**** Text to read

THE ECONOMY : 2 Reports Signal Slowdown in Wage Increases
WASHINGTON — Wages, salaries and other benefits rose 4.5% in the 12 months ending in June, the Labor Department said Tuesday in a report viewed by some economists as a sign that inflationary wage pressures may be peaking.
The department’s employment cost index measures movements in labor costs over the preceding 12 months. For the 12 months ending in March, the last time the index was issued, the increase was 4.6%. That figure was down from a 4.9% increase in the year ending in December.
To some analysts, the two quarters of slightly slower compensation increases showed that labor costs are beginning to moderate in the face of a slowing economy.
The unemployment rate, which dropped to a 15-year low of 5% in March, has climbed to 5.3%. Many economists expect the jobless figure to hit 6% by early next year, reflecting lackluster economic growth in the second half of 1989.

********
**** Data entries

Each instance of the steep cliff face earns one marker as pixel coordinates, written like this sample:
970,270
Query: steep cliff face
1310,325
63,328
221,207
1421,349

********

## Problem set
- 1) Answer these questions using the article on slowing wage increases.
(a) By what percentage did wages, salaries and other benefits rise in the 12 months ending in June?
(b) What increase did the employment cost index show for the year ending in December?
(c) What was the unemployment rate in March?
- 2) Pick up the article on slowing wage increases after its final sentence and write a continuation.

## Solved problems
- 1)
(a) 4.5%
(b) 4.9%
(c) 5%, a 15-year low

- 2)
This rising jobless rate will ease tight labor markets and help alleviate inflationary pressures in the economy, these analysts believe.
“The employment cost index shows that the upward momentum in wages has ceased and is beginning to fade,” said Allen Sinai, chief economist for the Boston Co.
In a separate government report Tuesday, the Labor Department said major collective bargaining settlements concluded in the first half of the year featured average wage increases of 3.7% in the first year of the contract, up from 2.1% first-year gains the last time the contracts were negotiated.
Robert G. Dederick, chief economist at Northern Trust Co. of Chicago, said collective bargaining settlements are higher than they were two to three years ago but that they have not jumped sharply in recent months. “Wage increases stopped strengthening toward the fall of last year,” he said. “We have a capping of wage increases with the business slowdown that began earlier this year.”
Since employment costs account for close to 70% of total costs on the industrial side of the economy, any hint of rising wage pressures fuels concerns about inflation.
The 4.5% increase in compensation costs for the 12 months ending in June includes wages and salaries and the costs for such employee benefits as health insurance.
The wage and salary component of total compensation climbed by 4.1% over the past year, while benefit costs rose a faster 5.6%.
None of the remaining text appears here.